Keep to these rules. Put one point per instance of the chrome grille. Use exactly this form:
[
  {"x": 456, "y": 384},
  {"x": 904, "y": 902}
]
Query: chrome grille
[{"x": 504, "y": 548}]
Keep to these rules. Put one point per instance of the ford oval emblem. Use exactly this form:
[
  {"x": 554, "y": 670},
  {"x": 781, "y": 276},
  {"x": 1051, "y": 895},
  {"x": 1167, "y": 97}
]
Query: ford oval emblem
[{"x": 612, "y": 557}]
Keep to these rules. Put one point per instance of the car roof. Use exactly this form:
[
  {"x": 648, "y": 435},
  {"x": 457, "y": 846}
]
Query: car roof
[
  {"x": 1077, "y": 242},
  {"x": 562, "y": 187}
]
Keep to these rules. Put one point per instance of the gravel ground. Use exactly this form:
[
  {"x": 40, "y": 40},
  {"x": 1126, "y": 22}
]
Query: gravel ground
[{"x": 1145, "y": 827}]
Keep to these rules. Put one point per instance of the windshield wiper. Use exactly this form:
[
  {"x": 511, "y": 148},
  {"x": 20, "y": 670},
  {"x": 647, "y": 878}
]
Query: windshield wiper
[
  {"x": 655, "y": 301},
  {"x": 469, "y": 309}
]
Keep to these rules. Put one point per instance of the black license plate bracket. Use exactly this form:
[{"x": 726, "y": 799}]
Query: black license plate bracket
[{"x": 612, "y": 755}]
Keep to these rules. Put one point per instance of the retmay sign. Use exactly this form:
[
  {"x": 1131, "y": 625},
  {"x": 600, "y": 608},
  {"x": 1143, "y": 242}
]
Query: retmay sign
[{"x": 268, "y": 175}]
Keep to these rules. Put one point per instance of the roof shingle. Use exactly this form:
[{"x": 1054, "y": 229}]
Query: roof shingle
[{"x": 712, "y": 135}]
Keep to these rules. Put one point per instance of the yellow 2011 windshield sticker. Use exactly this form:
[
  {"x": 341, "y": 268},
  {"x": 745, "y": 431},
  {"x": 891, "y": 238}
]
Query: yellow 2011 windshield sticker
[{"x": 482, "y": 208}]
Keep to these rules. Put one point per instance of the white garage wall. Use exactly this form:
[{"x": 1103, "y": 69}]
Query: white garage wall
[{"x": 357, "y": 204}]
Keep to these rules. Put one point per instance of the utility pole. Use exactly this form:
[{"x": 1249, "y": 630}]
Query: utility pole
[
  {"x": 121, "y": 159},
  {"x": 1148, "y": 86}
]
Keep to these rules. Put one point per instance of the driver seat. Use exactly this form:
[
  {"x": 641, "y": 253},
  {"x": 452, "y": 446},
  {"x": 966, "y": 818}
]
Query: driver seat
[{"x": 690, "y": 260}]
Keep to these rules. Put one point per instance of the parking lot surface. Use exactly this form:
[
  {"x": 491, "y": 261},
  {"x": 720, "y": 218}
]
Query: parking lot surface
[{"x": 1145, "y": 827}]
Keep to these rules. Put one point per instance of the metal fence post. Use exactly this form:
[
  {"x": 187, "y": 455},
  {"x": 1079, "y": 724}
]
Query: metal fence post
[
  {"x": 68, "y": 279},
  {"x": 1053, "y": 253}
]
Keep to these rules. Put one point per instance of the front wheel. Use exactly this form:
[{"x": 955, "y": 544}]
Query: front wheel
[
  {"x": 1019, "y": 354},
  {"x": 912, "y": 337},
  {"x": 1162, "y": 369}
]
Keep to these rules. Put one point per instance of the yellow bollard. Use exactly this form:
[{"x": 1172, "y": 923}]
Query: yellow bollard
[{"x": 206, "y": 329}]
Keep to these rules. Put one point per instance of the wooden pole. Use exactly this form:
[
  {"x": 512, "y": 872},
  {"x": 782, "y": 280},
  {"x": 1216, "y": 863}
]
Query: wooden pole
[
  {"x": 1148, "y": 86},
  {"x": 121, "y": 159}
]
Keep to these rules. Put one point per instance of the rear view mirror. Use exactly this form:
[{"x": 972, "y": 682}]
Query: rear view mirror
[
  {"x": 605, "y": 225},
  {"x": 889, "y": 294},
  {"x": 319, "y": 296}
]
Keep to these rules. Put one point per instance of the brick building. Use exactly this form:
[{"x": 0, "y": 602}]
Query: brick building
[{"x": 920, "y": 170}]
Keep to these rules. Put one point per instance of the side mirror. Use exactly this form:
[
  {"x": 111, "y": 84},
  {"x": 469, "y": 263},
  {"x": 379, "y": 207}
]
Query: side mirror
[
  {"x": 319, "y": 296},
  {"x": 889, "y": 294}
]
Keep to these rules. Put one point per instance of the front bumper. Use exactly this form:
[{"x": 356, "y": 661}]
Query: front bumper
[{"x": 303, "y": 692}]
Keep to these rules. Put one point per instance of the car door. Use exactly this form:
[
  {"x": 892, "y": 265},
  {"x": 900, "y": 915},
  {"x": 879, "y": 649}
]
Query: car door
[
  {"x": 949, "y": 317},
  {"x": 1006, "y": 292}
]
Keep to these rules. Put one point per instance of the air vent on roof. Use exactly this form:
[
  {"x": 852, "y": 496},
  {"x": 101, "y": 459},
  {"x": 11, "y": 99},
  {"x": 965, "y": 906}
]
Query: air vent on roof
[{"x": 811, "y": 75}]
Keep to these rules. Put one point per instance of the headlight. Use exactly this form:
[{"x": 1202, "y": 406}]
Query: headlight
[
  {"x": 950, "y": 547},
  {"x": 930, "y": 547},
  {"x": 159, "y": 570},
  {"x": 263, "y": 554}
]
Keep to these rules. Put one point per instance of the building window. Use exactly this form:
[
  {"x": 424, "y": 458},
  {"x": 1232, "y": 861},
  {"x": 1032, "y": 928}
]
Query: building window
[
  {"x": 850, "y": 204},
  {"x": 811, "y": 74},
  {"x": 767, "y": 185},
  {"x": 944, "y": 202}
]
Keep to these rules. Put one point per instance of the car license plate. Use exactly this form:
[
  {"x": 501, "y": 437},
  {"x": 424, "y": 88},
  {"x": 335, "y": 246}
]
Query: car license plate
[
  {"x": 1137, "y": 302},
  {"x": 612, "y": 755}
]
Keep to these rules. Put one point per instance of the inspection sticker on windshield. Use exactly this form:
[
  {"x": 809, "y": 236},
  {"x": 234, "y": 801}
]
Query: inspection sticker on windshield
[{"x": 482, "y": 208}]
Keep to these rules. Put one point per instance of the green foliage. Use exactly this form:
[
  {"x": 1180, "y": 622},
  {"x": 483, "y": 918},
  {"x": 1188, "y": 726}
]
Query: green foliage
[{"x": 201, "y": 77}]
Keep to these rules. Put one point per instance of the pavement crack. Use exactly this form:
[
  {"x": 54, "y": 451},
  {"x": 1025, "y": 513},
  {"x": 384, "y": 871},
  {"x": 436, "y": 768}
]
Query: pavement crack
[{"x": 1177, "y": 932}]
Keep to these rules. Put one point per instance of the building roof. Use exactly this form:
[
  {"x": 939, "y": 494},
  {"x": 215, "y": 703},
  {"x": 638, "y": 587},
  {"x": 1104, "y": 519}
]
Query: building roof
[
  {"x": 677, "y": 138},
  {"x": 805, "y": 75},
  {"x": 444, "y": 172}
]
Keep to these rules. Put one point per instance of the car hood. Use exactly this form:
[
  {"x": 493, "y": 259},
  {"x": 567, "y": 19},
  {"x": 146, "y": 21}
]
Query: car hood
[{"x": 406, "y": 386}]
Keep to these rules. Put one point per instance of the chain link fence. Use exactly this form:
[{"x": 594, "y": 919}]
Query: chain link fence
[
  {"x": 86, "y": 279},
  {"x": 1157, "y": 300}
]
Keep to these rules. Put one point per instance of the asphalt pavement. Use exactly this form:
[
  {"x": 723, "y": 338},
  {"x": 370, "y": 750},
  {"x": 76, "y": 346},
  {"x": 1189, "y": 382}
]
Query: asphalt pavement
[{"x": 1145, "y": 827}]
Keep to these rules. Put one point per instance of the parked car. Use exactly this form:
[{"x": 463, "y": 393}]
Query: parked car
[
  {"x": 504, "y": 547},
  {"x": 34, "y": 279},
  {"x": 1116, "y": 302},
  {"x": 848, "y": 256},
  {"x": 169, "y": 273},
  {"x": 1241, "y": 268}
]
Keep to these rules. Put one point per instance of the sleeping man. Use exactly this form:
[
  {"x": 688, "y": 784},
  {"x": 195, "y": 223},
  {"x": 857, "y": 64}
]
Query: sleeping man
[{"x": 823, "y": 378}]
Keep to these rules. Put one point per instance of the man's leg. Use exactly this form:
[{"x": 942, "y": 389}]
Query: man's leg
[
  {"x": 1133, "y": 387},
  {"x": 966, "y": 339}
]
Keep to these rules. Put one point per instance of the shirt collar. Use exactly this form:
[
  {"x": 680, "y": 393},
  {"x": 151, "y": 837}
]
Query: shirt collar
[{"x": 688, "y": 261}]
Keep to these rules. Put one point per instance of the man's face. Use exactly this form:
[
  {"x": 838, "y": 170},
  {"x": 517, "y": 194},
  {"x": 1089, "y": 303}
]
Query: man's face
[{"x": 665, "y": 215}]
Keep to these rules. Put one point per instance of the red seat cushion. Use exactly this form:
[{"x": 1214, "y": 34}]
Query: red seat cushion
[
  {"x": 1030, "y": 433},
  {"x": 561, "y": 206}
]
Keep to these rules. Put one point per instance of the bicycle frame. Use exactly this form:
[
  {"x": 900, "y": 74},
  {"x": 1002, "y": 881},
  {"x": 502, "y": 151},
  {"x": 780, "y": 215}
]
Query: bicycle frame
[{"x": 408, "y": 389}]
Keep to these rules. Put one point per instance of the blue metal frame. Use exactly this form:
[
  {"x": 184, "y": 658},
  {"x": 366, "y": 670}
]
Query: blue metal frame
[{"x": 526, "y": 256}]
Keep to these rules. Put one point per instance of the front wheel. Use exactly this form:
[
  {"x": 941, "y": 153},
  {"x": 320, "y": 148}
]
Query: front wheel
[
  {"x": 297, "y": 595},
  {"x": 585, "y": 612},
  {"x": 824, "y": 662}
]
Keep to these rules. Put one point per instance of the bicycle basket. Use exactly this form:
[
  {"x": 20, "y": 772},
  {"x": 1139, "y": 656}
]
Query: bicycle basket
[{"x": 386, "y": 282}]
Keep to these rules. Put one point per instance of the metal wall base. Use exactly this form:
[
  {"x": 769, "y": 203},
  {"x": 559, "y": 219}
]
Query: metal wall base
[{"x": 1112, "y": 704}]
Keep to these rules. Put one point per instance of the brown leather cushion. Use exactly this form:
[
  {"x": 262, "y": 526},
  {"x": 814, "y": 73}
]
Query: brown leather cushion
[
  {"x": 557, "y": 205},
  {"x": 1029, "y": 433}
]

• Exercise description:
Reproduce, word for word and in full, only the lines above that start at the line with "Query: front bumper" and run through the line with "of the headlight.", both ends included.

• Output:
Query: front bumper
[{"x": 303, "y": 692}]
Keep to these rules. Put one point per instance of the car door. Use exactly this form:
[
  {"x": 892, "y": 265},
  {"x": 900, "y": 915},
  {"x": 879, "y": 649}
]
Query: car door
[
  {"x": 949, "y": 317},
  {"x": 1006, "y": 292}
]
Keep to these rules. Put one point per instance of the air vent on roof. Use exactly this form:
[
  {"x": 852, "y": 496},
  {"x": 101, "y": 459},
  {"x": 11, "y": 99},
  {"x": 965, "y": 906}
]
Query: air vent on roof
[{"x": 811, "y": 75}]
Keep to these rules. Put one point per instance of the headlight. Use exactly this form:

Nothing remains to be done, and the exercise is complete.